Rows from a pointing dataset
════
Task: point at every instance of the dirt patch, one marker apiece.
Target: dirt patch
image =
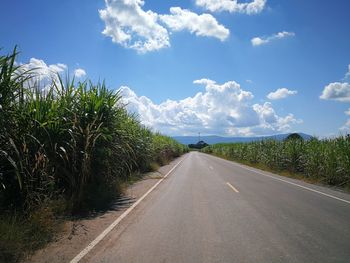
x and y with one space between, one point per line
77 234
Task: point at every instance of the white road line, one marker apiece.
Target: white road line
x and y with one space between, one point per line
232 187
298 185
118 220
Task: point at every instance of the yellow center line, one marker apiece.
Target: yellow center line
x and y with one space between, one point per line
232 187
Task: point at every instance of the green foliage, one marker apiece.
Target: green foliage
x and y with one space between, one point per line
70 141
325 160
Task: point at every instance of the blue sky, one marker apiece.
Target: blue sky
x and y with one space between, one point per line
301 53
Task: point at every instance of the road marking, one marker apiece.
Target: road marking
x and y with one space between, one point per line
118 220
298 185
232 187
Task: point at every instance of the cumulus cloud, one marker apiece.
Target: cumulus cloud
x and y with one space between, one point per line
347 74
132 27
281 94
43 75
233 6
201 25
258 41
224 109
336 91
79 73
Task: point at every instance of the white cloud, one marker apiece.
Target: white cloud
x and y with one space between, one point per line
258 41
337 91
224 109
42 73
347 74
201 25
132 27
144 31
346 127
233 6
79 72
281 94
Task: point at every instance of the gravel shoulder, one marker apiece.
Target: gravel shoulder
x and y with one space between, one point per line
77 234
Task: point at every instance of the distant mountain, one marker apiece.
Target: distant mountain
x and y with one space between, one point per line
213 139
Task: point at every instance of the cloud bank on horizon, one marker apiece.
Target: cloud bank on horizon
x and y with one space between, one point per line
223 109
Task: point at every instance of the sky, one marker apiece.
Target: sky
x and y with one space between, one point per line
223 67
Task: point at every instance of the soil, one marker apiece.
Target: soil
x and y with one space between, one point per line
78 233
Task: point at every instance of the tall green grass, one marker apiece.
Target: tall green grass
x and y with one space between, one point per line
70 141
326 161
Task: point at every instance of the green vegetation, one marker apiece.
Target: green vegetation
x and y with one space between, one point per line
326 161
64 149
════
Change "one marker apiece" to "one marker each" in the stretch from the line containing "Task: point at every instance of the white cloud, one" through the end of the records, leaving everything else unchanged, and give back only that stretch.

Task: point at every instance of the white cloud, one marker each.
Target: white cloud
x and y with one space between, one point per line
258 41
337 91
224 109
42 73
347 74
201 25
132 27
144 31
346 127
233 6
79 72
281 94
Task: point at every instance of the gravel shoulder, one marker each.
Target: gravel shoulder
x and y with one space between, one point per line
77 234
Task: point at every instance of the distant mountain, one marker each.
Target: distant mountain
x and y with one space between, one point per line
213 139
Task: point at every instance of the cloud bank on horizon, one marker each.
Target: cloud bank on horizon
x and y with one space between, one point per line
223 109
Task: point at every instance of the sky, one marker each.
Target: sky
x and y with one space between, one point per line
223 67
Task: point at every instance of the soil, one marker each.
Target: soil
x and y with one space between, one point per line
78 233
Task: point at every instance of the tall green grass, one marker each.
Target: tall green grass
x and y with one space between, one point per line
70 141
326 161
Task: point at every instance of the green vegetation, one marker each.
Target: green vegetation
x and y with one space between, one point per line
326 161
64 149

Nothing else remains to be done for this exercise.